Pick out each line in the items below that contains the word "every", and copy those lines.

— BEGIN —

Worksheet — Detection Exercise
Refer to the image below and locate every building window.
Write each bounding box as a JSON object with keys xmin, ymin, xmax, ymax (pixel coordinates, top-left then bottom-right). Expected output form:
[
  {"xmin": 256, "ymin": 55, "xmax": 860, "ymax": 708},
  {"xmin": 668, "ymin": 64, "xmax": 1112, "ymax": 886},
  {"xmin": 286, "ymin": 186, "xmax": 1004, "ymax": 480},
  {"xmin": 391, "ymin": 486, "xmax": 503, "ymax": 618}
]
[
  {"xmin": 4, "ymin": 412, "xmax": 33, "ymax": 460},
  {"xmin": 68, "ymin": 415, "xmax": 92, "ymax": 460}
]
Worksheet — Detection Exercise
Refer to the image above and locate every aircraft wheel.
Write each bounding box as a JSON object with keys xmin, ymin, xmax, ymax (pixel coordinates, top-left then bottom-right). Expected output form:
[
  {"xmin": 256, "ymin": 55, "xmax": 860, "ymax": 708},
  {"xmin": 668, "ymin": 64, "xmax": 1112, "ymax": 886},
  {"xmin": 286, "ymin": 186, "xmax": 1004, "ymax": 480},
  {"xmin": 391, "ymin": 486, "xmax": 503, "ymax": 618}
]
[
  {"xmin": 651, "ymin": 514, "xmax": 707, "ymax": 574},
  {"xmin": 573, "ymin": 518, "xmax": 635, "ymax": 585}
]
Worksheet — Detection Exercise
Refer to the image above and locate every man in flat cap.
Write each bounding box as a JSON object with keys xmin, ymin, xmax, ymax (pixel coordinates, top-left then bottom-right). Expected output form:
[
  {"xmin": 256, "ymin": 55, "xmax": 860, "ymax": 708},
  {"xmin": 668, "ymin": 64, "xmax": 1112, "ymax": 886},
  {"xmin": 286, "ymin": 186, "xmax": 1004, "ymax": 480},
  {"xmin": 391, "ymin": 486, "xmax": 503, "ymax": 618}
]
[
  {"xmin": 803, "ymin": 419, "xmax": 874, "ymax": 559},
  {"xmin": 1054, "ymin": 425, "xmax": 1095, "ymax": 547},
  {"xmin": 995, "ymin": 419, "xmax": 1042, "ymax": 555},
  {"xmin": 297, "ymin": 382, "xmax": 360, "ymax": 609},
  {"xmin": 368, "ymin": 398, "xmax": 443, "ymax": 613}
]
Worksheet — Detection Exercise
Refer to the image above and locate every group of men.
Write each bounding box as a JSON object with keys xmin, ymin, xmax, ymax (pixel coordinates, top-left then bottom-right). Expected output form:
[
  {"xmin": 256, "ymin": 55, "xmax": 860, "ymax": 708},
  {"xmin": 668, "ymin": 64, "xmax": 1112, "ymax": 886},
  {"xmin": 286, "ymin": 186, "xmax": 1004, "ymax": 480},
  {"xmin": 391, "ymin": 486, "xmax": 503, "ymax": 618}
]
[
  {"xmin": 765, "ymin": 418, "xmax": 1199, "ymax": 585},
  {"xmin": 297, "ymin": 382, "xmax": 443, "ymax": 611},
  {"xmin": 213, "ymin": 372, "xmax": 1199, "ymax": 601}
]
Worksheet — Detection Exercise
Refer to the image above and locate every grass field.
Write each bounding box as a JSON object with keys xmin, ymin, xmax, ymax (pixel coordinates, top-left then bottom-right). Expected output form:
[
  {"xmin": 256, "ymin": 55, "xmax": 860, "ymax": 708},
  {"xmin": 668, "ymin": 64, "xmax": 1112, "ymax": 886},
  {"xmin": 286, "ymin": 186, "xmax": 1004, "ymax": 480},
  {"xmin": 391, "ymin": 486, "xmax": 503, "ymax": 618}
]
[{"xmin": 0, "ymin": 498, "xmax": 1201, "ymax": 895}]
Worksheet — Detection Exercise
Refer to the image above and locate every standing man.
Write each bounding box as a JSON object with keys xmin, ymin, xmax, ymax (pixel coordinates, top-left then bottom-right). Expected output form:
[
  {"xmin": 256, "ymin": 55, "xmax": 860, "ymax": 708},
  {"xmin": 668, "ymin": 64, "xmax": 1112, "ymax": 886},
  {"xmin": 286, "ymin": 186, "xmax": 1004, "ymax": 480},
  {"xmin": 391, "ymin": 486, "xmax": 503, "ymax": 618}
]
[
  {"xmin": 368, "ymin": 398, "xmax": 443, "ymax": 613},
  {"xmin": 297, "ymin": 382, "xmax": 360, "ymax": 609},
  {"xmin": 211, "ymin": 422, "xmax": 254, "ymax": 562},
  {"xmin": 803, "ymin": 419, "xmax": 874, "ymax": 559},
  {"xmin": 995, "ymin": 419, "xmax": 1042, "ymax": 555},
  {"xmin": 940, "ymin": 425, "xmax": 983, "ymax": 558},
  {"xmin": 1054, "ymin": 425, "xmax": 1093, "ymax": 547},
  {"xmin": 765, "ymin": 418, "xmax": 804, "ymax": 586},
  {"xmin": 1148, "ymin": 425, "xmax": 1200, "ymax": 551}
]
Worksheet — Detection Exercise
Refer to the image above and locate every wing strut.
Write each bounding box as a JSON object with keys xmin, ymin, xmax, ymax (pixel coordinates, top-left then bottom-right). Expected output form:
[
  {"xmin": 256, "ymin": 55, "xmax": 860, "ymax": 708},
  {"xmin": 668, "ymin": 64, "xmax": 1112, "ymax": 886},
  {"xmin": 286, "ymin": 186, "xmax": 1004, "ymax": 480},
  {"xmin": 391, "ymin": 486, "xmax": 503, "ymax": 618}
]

— END —

◆ Response to the exercise ◆
Refer to the image below and locate every building window.
Refer to the image above and locate every aircraft wheel.
Refer to the image above and locate every man in flat cap.
Refer to the image above and locate every group of men.
Refer to the image above and locate every grass field.
Refer to the image above and locate every standing man.
Refer to the image above and locate every wing strut.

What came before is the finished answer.